--- begin The records ---
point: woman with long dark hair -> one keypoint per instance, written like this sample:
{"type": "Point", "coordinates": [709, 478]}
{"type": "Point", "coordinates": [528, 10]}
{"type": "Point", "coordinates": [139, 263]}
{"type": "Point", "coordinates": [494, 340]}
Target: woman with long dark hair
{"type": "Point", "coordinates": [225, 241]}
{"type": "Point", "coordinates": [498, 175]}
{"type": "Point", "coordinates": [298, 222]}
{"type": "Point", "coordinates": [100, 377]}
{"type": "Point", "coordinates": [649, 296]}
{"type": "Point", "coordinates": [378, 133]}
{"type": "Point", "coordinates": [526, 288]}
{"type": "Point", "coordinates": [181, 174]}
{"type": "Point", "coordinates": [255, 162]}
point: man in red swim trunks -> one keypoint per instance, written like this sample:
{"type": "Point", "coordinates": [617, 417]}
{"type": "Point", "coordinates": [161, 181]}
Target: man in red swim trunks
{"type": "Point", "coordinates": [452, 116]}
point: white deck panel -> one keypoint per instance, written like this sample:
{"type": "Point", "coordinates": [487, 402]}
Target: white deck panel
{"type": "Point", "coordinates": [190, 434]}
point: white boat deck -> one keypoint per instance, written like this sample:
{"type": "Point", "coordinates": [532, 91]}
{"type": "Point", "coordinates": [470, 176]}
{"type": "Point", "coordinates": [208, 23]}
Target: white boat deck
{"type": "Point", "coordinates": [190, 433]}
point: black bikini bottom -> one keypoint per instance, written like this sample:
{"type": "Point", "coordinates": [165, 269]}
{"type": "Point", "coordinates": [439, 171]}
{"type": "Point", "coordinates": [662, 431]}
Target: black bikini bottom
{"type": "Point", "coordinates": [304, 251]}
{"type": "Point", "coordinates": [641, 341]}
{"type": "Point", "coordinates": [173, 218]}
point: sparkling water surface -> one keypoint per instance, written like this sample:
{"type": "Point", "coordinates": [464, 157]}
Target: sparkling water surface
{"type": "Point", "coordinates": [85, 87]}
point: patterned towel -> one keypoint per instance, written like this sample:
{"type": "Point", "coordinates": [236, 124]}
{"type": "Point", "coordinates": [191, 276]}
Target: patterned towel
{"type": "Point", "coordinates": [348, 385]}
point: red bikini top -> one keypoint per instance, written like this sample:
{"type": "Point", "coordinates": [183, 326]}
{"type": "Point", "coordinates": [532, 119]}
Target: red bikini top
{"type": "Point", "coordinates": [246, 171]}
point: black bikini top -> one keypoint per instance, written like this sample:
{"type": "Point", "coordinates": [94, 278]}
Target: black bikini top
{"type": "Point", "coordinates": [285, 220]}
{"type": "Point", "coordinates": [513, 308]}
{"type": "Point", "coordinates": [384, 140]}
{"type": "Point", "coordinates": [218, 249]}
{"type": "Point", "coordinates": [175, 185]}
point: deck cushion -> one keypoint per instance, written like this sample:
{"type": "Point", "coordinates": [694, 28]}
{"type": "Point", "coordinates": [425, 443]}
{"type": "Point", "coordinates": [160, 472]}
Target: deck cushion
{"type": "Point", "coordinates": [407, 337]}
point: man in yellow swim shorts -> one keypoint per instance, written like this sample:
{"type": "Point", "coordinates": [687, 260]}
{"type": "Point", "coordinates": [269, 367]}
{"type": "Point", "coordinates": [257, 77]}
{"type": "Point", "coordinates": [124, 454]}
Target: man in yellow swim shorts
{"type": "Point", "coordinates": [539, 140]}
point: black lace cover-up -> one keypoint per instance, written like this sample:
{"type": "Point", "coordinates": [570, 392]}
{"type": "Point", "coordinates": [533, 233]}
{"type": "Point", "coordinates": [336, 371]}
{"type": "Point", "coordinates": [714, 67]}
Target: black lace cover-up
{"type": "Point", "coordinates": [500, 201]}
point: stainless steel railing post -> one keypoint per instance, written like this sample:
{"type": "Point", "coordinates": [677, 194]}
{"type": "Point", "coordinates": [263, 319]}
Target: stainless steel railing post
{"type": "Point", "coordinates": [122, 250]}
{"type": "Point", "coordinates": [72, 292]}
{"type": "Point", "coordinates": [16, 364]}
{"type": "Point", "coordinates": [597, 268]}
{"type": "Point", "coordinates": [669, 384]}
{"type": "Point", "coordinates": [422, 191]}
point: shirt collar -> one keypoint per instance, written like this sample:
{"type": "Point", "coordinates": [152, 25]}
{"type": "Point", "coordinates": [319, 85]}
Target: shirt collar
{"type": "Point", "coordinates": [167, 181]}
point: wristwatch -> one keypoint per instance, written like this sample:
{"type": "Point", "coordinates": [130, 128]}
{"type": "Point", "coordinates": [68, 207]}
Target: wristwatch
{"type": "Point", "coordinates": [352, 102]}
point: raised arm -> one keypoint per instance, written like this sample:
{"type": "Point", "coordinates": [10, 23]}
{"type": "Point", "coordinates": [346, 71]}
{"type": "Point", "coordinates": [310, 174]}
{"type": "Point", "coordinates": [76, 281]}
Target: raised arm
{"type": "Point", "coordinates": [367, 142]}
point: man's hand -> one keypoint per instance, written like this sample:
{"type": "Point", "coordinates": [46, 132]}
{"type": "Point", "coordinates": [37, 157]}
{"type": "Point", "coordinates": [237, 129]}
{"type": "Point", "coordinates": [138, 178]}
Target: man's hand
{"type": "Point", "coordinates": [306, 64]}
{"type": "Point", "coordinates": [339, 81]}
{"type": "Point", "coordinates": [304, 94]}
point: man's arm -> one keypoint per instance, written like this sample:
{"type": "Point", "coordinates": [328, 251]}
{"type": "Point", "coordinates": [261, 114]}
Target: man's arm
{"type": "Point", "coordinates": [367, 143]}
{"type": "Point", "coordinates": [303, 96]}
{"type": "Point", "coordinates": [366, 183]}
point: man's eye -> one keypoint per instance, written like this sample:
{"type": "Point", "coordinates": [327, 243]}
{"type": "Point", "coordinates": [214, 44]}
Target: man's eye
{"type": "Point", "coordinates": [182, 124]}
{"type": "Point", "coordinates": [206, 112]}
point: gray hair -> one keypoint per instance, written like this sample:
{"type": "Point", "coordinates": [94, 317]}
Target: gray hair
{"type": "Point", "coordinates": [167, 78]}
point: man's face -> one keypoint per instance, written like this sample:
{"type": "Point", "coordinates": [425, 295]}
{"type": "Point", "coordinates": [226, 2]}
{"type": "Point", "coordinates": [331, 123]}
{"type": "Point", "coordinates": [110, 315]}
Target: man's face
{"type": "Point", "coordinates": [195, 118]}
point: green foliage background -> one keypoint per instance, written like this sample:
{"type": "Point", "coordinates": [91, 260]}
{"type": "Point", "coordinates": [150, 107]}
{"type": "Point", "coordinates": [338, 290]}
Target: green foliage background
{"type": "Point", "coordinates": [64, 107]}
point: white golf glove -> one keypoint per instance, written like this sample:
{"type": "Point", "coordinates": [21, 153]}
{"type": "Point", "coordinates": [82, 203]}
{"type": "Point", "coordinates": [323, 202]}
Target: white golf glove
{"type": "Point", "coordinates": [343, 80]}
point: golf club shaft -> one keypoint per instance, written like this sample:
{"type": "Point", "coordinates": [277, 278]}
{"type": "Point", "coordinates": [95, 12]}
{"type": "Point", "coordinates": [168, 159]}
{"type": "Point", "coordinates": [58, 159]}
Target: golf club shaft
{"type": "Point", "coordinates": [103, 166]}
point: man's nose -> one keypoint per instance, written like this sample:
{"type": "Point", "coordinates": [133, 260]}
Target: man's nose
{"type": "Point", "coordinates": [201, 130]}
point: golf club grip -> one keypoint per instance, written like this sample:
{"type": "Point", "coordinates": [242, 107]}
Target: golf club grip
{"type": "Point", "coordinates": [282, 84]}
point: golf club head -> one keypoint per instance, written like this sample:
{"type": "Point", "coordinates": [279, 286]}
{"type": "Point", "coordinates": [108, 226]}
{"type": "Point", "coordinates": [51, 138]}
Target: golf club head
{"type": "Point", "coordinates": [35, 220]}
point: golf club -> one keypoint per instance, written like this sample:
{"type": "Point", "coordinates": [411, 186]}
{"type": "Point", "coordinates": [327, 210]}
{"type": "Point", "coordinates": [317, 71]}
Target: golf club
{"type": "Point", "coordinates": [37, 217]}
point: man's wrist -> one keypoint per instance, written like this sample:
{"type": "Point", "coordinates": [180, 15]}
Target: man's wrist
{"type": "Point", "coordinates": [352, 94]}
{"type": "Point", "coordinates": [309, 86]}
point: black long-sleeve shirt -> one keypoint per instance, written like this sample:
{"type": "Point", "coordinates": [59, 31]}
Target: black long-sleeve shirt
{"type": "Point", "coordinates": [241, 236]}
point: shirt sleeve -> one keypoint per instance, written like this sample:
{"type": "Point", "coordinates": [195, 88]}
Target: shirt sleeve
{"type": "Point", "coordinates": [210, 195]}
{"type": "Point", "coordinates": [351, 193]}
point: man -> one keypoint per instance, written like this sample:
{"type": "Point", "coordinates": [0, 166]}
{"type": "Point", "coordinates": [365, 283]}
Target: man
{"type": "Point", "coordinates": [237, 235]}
--- end The records ---
Directive -
Beginning with the line that contains "point: man's nose", quote each line exactly through the last line of the entries above, and nothing beyond them.

Exercise result -
point: man's nose -> one keypoint per instance, written like this sample:
{"type": "Point", "coordinates": [133, 260]}
Target: man's nose
{"type": "Point", "coordinates": [201, 130]}
point: golf club grip -> one keypoint per instance, written like this sample:
{"type": "Point", "coordinates": [242, 107]}
Target: golf club grip
{"type": "Point", "coordinates": [282, 84]}
point: golf club head -> one keypoint per instance, written like this sample:
{"type": "Point", "coordinates": [279, 286]}
{"type": "Point", "coordinates": [108, 226]}
{"type": "Point", "coordinates": [51, 138]}
Target: golf club head
{"type": "Point", "coordinates": [35, 220]}
point: golf club -> one keypoint per instance, written like this sample:
{"type": "Point", "coordinates": [411, 186]}
{"type": "Point", "coordinates": [327, 210]}
{"type": "Point", "coordinates": [317, 71]}
Target: golf club
{"type": "Point", "coordinates": [37, 217]}
point: man's wrist -> one keypoint per instance, written like this sample:
{"type": "Point", "coordinates": [180, 15]}
Target: man's wrist
{"type": "Point", "coordinates": [352, 94]}
{"type": "Point", "coordinates": [309, 86]}
point: black long-sleeve shirt -> one keypoint per instance, written like this sample:
{"type": "Point", "coordinates": [59, 31]}
Target: black long-sleeve shirt
{"type": "Point", "coordinates": [241, 236]}
point: shirt sleeve -> one keypoint per instance, written like this sample:
{"type": "Point", "coordinates": [195, 88]}
Target: shirt sleeve
{"type": "Point", "coordinates": [210, 195]}
{"type": "Point", "coordinates": [351, 193]}
point: man -> one keypoint per instance, written like this sample:
{"type": "Point", "coordinates": [0, 166]}
{"type": "Point", "coordinates": [365, 283]}
Target: man
{"type": "Point", "coordinates": [237, 235]}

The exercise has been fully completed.